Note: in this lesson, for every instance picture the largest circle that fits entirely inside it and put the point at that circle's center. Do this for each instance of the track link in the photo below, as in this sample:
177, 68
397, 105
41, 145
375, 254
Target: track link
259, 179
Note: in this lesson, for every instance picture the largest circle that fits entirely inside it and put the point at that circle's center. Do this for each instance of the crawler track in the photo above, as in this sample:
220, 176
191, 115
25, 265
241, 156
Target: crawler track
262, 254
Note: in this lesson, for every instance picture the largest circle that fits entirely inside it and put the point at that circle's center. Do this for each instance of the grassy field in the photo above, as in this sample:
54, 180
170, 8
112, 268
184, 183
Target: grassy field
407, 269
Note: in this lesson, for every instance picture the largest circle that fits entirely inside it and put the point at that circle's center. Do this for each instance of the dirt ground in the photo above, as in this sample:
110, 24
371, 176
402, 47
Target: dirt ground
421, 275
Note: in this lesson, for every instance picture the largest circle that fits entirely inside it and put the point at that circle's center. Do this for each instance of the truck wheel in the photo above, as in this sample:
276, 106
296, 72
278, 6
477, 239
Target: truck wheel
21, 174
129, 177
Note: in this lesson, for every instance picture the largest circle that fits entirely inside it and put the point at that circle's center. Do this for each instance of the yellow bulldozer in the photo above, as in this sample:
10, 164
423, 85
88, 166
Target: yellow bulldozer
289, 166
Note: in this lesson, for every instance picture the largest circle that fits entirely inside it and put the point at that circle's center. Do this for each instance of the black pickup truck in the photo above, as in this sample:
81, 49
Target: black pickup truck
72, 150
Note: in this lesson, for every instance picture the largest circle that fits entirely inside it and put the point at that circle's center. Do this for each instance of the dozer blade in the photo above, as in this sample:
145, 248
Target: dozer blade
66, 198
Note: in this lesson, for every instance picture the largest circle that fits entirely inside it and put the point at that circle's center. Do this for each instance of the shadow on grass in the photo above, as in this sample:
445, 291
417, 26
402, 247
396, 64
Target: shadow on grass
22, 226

=-=-=-=-=

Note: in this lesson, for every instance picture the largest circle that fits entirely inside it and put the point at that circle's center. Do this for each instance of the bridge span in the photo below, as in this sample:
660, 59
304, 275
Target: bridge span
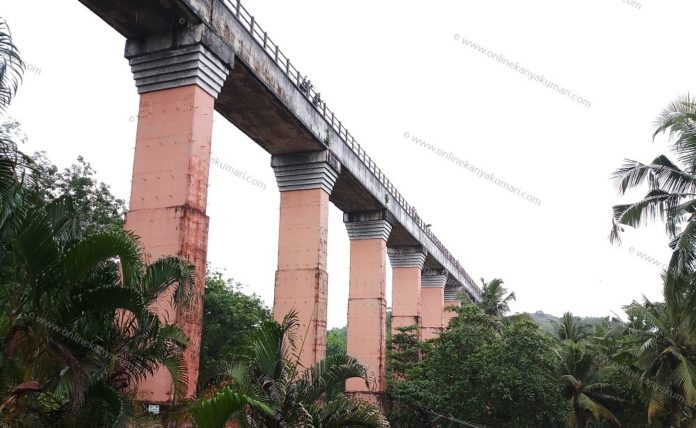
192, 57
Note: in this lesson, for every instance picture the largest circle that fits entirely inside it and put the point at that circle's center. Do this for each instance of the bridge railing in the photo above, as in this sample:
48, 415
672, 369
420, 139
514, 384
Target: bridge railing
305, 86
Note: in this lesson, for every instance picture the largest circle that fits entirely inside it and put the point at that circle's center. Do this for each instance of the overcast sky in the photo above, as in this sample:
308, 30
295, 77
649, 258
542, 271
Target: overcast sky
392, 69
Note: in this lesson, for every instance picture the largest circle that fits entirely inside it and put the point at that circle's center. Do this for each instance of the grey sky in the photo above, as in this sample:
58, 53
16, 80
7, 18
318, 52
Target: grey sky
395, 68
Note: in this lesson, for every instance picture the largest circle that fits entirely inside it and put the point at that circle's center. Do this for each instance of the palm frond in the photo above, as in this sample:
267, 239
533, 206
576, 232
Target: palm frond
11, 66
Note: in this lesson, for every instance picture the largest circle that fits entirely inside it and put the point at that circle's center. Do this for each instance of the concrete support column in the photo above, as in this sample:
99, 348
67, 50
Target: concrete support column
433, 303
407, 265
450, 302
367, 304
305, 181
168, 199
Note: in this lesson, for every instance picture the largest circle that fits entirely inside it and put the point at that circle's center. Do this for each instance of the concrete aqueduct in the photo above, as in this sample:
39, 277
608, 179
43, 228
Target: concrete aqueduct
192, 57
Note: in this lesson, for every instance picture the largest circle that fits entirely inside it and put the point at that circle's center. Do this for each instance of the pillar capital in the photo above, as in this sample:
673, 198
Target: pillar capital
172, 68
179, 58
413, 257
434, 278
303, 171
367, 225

=-=-=-=-=

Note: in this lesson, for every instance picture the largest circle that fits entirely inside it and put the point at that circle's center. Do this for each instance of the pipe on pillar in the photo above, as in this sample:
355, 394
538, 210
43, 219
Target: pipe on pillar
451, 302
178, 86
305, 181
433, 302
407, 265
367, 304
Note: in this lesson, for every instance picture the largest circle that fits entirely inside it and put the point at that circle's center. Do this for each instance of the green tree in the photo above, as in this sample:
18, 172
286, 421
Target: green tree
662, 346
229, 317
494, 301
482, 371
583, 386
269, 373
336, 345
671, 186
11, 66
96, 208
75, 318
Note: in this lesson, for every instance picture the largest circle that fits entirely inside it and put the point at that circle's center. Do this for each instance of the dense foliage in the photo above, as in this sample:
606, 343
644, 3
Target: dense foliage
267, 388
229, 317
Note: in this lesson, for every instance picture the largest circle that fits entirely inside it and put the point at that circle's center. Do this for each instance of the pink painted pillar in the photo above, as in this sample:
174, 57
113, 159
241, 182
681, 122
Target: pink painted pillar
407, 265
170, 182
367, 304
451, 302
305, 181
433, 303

=-=-=-=-=

### [Task requirements]
Whichever lines of the records above hold the word "below" should all be copied out.

### [Answer section]
Note: in this lesson, for every instance picture the largest circle that fits entirely inside it and put the point at that circle's center. Do this for each instance of the track link in the photo below, as in this sample:
Note: in this lesson, for every instance picture the largest circle that fits entirely inside it and put the point at that circle's center. Do this for each instance of the bridge span in the photo below, as in this sample:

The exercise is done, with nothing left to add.